**Input**:
>>>>

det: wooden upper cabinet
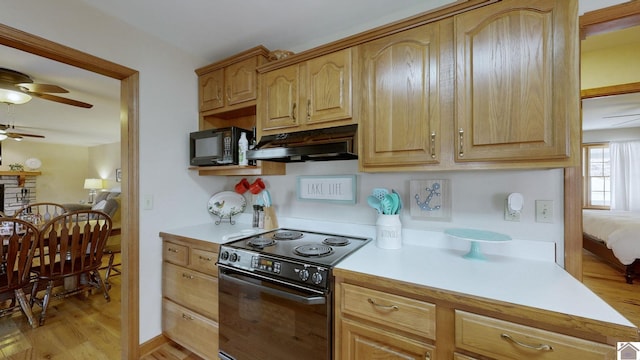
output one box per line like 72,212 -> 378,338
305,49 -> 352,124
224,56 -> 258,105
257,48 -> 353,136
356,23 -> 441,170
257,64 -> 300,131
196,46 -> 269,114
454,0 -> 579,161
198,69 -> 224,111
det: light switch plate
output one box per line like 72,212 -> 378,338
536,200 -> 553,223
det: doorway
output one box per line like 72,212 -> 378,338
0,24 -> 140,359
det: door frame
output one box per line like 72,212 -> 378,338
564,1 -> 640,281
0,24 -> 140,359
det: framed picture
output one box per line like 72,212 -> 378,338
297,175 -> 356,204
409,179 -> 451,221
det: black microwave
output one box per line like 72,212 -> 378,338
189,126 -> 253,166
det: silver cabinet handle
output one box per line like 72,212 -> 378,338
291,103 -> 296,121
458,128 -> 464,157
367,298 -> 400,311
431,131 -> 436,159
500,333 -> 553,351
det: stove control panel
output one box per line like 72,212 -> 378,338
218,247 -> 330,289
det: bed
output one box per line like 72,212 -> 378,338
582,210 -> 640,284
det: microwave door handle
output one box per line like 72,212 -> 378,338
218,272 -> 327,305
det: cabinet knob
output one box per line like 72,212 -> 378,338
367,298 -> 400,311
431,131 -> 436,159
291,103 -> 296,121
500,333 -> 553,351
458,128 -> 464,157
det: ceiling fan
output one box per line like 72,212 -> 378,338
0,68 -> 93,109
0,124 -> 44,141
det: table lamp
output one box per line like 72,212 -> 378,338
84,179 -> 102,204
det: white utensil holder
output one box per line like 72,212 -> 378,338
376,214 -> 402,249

<<<<

**Problem to solve**: Convert every line of the data above into a JSON array of strings, one string per line, omitting blank lines and leaving out the pictures.

**Problem solution**:
[
  "det: wooden upper cabinet",
  "output one box per line like 72,212 -> 378,338",
  "305,49 -> 352,124",
  "224,56 -> 258,105",
  "257,48 -> 353,136",
  "356,23 -> 441,170",
  "257,64 -> 300,131",
  "196,46 -> 269,114",
  "454,0 -> 579,161",
  "198,69 -> 224,111",
  "det: light switch plate",
  "output one box per line like 72,212 -> 378,338",
  "536,200 -> 553,223",
  "det: doorway",
  "output one box per line like 72,212 -> 378,338",
  "0,24 -> 140,359",
  "det: door frame",
  "output one box per line like 72,212 -> 378,338",
  "564,1 -> 640,281",
  "0,24 -> 140,359",
  "det: framed picture",
  "output one box per line like 72,212 -> 378,338",
  "297,175 -> 356,204",
  "409,179 -> 451,221",
  "det: black microwave",
  "output one box per line like 72,212 -> 378,338",
  "189,126 -> 253,166",
  "det: silver cabinet handle",
  "output one box per line like 72,212 -> 378,338",
  "291,103 -> 296,121",
  "458,128 -> 464,157",
  "367,298 -> 400,311",
  "431,131 -> 436,159",
  "500,333 -> 553,351",
  "det: stove control panel",
  "output one box per line like 72,212 -> 378,338",
  "218,247 -> 330,289",
  "det: bed",
  "output one box per line like 72,212 -> 378,338",
  "582,210 -> 640,284",
  "det: microwave door handle",
  "output one box per line like 72,212 -> 378,338",
  "218,272 -> 327,305",
  "det: cabinet knob",
  "output one box per line like 72,212 -> 378,338",
  "367,298 -> 400,311",
  "431,131 -> 436,159",
  "291,103 -> 296,121",
  "500,333 -> 553,351",
  "458,128 -> 464,157",
  "det: ceiling fan",
  "output one box per line like 72,212 -> 378,338",
  "0,68 -> 93,109",
  "0,124 -> 44,141",
  "det: table lamp",
  "output one box per line like 72,212 -> 378,338",
  "84,179 -> 102,204",
  "det: white utensil holder",
  "output one box per line like 72,212 -> 378,338",
  "376,214 -> 402,249"
]